# Given request:
Render the entries below as a two-column CSV with the headers instruction and points. Give one row per entry, with its text and its answer each in a single quoted field and every line break replaced by a space.

# Provided entries:
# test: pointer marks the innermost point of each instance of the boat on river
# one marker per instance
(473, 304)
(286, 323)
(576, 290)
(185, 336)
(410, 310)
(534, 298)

# Final result:
instruction,points
"# test: pointer marks the innermost point of each instance of the boat on river # one marker per instance","(473, 304) (286, 323) (576, 290) (185, 336) (410, 310) (534, 298)"